- [INSTRUCTIONS TO FOLLOW]
Could you set down every record exactly as it appears?

- [GIVEN RECORDS]
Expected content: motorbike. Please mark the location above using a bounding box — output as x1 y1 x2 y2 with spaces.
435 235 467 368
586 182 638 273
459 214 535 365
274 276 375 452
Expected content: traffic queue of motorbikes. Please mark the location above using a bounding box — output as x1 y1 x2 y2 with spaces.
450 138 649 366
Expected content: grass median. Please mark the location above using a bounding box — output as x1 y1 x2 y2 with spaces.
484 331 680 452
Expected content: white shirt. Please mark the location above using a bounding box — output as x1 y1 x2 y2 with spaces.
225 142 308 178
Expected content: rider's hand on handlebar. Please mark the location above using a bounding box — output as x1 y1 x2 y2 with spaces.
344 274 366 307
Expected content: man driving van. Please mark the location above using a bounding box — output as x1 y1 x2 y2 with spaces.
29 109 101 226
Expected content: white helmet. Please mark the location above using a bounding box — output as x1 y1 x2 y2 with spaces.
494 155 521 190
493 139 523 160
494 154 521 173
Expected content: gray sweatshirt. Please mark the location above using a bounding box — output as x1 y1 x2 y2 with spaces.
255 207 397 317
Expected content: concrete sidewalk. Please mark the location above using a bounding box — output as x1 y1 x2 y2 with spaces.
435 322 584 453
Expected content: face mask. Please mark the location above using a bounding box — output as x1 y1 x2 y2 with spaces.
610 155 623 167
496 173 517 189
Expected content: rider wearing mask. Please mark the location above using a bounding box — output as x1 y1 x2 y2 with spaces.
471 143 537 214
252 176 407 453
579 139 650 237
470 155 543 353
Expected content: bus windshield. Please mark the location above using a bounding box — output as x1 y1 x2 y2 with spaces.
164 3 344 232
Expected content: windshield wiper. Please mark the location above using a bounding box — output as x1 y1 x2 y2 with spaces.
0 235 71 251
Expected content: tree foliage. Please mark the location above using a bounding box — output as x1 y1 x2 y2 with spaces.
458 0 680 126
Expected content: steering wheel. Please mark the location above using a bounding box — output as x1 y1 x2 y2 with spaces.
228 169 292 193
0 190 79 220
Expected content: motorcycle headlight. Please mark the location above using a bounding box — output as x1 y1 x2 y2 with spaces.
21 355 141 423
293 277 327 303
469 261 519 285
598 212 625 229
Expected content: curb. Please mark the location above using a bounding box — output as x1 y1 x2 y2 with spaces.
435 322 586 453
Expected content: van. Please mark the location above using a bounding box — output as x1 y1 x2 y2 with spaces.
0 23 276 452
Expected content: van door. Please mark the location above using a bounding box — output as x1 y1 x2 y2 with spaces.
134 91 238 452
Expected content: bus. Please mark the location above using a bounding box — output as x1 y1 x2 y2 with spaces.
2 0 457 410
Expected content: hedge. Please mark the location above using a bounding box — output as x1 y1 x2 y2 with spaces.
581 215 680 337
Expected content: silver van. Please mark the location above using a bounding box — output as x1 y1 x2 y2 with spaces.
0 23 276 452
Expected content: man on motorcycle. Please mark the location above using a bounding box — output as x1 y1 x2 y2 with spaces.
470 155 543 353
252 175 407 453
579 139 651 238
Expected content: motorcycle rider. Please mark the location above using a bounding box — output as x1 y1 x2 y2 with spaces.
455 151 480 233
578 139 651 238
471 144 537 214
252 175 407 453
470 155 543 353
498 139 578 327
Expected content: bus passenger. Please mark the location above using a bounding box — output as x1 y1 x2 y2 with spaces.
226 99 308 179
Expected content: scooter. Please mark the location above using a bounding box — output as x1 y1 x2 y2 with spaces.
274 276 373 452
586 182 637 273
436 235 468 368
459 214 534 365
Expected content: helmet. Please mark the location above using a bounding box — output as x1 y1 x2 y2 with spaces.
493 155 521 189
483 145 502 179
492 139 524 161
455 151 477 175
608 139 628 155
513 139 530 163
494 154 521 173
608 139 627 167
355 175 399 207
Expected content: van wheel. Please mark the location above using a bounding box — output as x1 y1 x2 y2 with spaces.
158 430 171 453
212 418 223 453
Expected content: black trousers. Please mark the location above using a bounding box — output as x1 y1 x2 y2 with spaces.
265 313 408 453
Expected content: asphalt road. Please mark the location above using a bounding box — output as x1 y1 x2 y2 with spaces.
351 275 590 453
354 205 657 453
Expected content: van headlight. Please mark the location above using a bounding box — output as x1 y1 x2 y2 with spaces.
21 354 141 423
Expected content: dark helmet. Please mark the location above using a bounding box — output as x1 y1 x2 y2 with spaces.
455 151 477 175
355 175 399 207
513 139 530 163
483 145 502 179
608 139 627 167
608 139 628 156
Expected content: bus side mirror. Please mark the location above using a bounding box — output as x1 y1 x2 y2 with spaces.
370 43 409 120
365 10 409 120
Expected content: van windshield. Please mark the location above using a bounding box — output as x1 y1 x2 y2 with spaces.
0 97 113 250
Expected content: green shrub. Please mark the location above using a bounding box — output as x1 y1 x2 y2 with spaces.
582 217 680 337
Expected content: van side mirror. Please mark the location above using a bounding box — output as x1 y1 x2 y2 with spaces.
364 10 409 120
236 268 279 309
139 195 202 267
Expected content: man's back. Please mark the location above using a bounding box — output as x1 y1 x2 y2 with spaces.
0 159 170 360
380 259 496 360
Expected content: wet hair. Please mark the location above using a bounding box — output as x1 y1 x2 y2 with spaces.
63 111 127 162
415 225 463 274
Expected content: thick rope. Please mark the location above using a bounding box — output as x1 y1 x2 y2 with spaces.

- [WRITTEN RESPONSE]
Expected content: motorbike. Please mark the location above using a bounding box — output as x1 y1 x2 y2 with spaces.
435 235 467 368
586 182 638 273
459 214 535 365
274 276 375 452
Expected content: traffic queue of motorbikes. Please mark the location above using a bounding box — output as x1 y1 x2 y2 with spaces.
450 138 649 366
Expected content: grass median. Please mark the location above using a bounding box — output as x1 y1 x2 y2 with spaces.
484 331 680 452
Expected content: white shirt. Please mark the location above using a bounding box — output as x1 y1 x2 y2 with spaces.
225 142 308 178
Expected content: rider's hand on handlebar. Please mark the location above using a bounding box — output as x1 y1 x2 y2 with spaces.
344 274 366 307
Expected content: man driving van. Please mark the location above using a bounding box — output as x1 y1 x2 y2 with spaces.
29 109 101 226
Expected content: white helmet. Please mark the location above using a bounding box — output as x1 y1 x2 y2 with spaces.
494 155 521 190
493 139 523 160
494 154 521 173
Expected content: gray sweatshirt. Please mark the location above using a bounding box — output as x1 y1 x2 y2 with spaces.
255 207 397 317
Expected content: concrete sidewalk. Please mark the location above using a bounding box — output as x1 y1 x2 y2 with spaces.
435 322 584 453
Expected content: face mask. Please mark the location above using a bounding box — output as x1 y1 x2 y2 with spaces.
610 155 623 167
496 173 517 189
Expected content: rider wearing mask. Please mark the location above using a bounding box — output as x1 y1 x2 y2 with spaces.
471 143 537 214
252 176 407 453
579 139 650 237
470 155 543 353
Expected content: bus windshield. Please mark the location above using a bounding box — output as x1 y1 x2 y2 with spaces.
164 3 344 232
Expected content: windshield wiper. Please mark the location above using a bounding box — output as x1 y1 x2 y2 with spaces.
0 235 71 251
Expected content: tree foliage. Please mark the location above using a bounding box — output as x1 y1 x2 y2 with spaces.
458 0 680 126
Expected content: steering wheel. Please mark the location above using a bounding box — output as x1 y1 x2 y2 with spaces.
228 169 292 193
0 190 79 220
Expected content: motorcycle headlight. Please mark the location above using a bounding box — output as x1 y1 x2 y2 with spaces.
21 355 141 423
293 277 327 303
469 261 519 285
598 212 625 229
Expected content: curb. Please mark the location above using a bounding box — output as x1 y1 x2 y2 with spaces.
435 322 586 453
Expected content: van. Please mark the location above using a bounding box — output as x1 y1 x2 y2 with spaces.
0 23 276 452
Expected content: van door. Please mark the location above using a bounding box — output as x1 y1 x2 y2 with spaces.
134 91 238 452
Expected content: bus. Please mark the location above using a bounding box — output as x1 y1 x2 y2 with spaces.
2 0 457 410
Expected content: hedge. Please mark the location above using a bounding box — output as x1 y1 x2 y2 with spaces.
581 215 680 337
Expected content: silver van. Please mark the location above using a bounding box — output as x1 y1 x2 y2 with spaces.
0 23 276 452
Expected content: man on motorcycle. Please mark the location above using a bounding box — output as x1 y1 x2 y2 with spaces.
470 155 543 353
252 175 407 453
579 139 651 238
Expected content: motorcycle rider. Please mark the location above using a bounding box — output as x1 y1 x2 y2 with spaces.
455 151 480 233
578 139 651 238
471 144 537 214
252 175 407 453
470 155 543 353
498 139 578 327
Expected content: bus passenger. Please mark the location above using a bounding box — output as x1 y1 x2 y2 with spaces.
226 99 308 179
Expected content: scooter. Please mark the location above using a bounding box — output as x1 y1 x2 y2 with spaces.
274 276 373 452
586 182 637 273
436 235 468 368
459 214 534 365
Expected content: helmet. Please mark the location above using a bounding box — output as x1 y1 x2 y2 with spaces.
493 155 521 189
483 145 502 179
492 139 524 161
455 151 477 175
608 139 628 155
513 139 530 163
494 154 521 173
608 139 627 167
355 175 399 207
Expected content: van wheel. Please mark the location above using a bounding box — output as x1 y1 x2 y2 with spaces.
158 430 171 453
212 418 223 453
Expected content: black trousers. Please mark the location above using a bounding box — output as x1 y1 x2 y2 with spaces.
265 313 408 453
Expected content: asphalt road. Please mark the location above using a bounding box — output as x1 y1 x2 y2 with spaces.
351 275 590 453
354 205 657 453
Expected content: van headlight. Please mark the location above using a bounding box — output as x1 y1 x2 y2 with spaces.
21 354 141 423
Expected content: dark helmet. Please mark the location above using a bounding box — output as x1 y1 x2 y2 with spaces.
455 151 477 175
355 175 399 207
513 139 530 163
483 145 502 179
608 139 627 167
608 139 628 156
Expected content: bus side mirror. Please mark the location above using a bounding box — output as x1 y1 x2 y2 with spaces.
370 43 409 120
365 10 409 120
Expected content: van windshield. Please mark the location above using a bounding box — output as x1 y1 x2 y2 with spaces.
0 97 113 250
Expected content: green shrub. Please mark the location above using a bounding box — output as x1 y1 x2 y2 with spaces.
582 217 680 337
Expected content: van side mirror. Please mark the location above using a bounding box — output as x1 y1 x2 y2 with spaces.
364 10 409 120
236 268 279 309
139 195 202 267
Expected content: man's back. Please mark the location above using a bounding box — output as x1 y1 x2 y2 with spaces.
0 159 170 360
380 259 496 360
Expected content: wet hair. Please mark the location above using a bounding box — output as x1 y1 x2 y2 with spaces.
63 111 127 162
415 225 463 274
Expected content: thick rope. Please mark the location above using a bounding box — output as x1 y1 x2 y2 with spaces.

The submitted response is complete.